-------- Document excerpt
# Superposition Explorer Tutorial

Investigate polysemanticity and feature superposition in transformer representations.

## What is Superposition?

Neural networks often represent more features than they have dimensions. This is called **superposition** - features are encoded in overlapping, non-orthogonal directions.

### Key Concepts

- **Polysemanticity**: A single neuron responds to multiple unrelated concepts
- **Superposition**: More features than dimensions through interference
- **Feature interference**: When features aren't perfectly orthogonal

In [None]:
import numpy as np
import matplotlib.pyplot as plt
from superposition_explorer import SuperpositionAnalyzer, FeatureProbe

print("Libraries loaded!")

## 1. Create Synthetic Data

We'll create activations with known superposition properties.

In [None]:
# Create synthetic activations with superposition
n_samples = 1000
n_dims = 256
n_true_features = 512  # More features than dimensions!
----------------
Task requirements: Transcribe the superposition explorer tutorial in full, word for word. Rely only on the text for what comes next.
-------- Record extracts
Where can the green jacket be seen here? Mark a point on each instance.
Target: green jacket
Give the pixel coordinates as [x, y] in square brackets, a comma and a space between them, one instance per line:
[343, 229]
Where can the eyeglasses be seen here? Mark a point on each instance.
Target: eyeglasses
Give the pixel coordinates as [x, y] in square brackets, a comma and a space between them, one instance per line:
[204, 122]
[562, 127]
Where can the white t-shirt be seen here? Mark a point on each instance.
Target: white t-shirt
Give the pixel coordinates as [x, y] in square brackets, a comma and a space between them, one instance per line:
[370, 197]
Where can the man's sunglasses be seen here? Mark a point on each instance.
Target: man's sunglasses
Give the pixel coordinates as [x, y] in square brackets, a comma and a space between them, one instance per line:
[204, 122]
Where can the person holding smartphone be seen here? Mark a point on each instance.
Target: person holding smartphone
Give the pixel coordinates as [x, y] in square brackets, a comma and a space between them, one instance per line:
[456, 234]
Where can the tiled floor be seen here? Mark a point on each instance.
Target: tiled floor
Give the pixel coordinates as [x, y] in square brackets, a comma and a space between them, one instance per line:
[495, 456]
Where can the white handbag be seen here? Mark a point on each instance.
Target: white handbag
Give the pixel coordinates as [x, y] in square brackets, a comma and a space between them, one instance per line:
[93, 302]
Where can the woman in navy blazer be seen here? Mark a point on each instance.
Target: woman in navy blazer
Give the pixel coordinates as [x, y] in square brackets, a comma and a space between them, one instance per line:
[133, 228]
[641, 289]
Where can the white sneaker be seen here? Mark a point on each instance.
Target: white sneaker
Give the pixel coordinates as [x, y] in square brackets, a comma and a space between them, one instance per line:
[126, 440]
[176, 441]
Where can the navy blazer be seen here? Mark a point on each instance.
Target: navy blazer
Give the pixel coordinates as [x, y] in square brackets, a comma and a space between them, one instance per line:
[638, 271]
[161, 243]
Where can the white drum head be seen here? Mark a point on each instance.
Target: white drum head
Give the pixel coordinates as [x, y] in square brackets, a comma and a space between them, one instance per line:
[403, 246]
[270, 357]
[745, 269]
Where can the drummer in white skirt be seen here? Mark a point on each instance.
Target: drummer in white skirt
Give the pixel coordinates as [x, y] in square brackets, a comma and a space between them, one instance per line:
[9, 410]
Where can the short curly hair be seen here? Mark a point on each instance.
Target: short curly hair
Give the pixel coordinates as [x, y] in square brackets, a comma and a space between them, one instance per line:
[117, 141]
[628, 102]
----------------
Response:
# Superposition Explorer Tutorial

Investigate polysemanticity and feature superposition in transformer representations.

## What is Superposition?

Neural networks often represent more features than they have dimensions. This is called **superposition** - features are encoded in overlapping, non-orthogonal directions.

### Key Concepts

- **Polysemanticity**: A single neuron responds to multiple unrelated concepts
- **Superposition**: More features than dimensions through interference
- **Feature interference**: When features aren't perfectly orthogonal

In [None]:
import numpy as np
import matplotlib.pyplot as plt
from superposition_explorer import SuperpositionAnalyzer, FeatureProbe

print("Libraries loaded!")

## 1. Create Synthetic Data

We'll create activations with known superposition properties.

In [None]:
# Create synthetic activations with superposition
n_samples = 1000
n_dims = 256
n_true_features = 512  # More features than dimensions!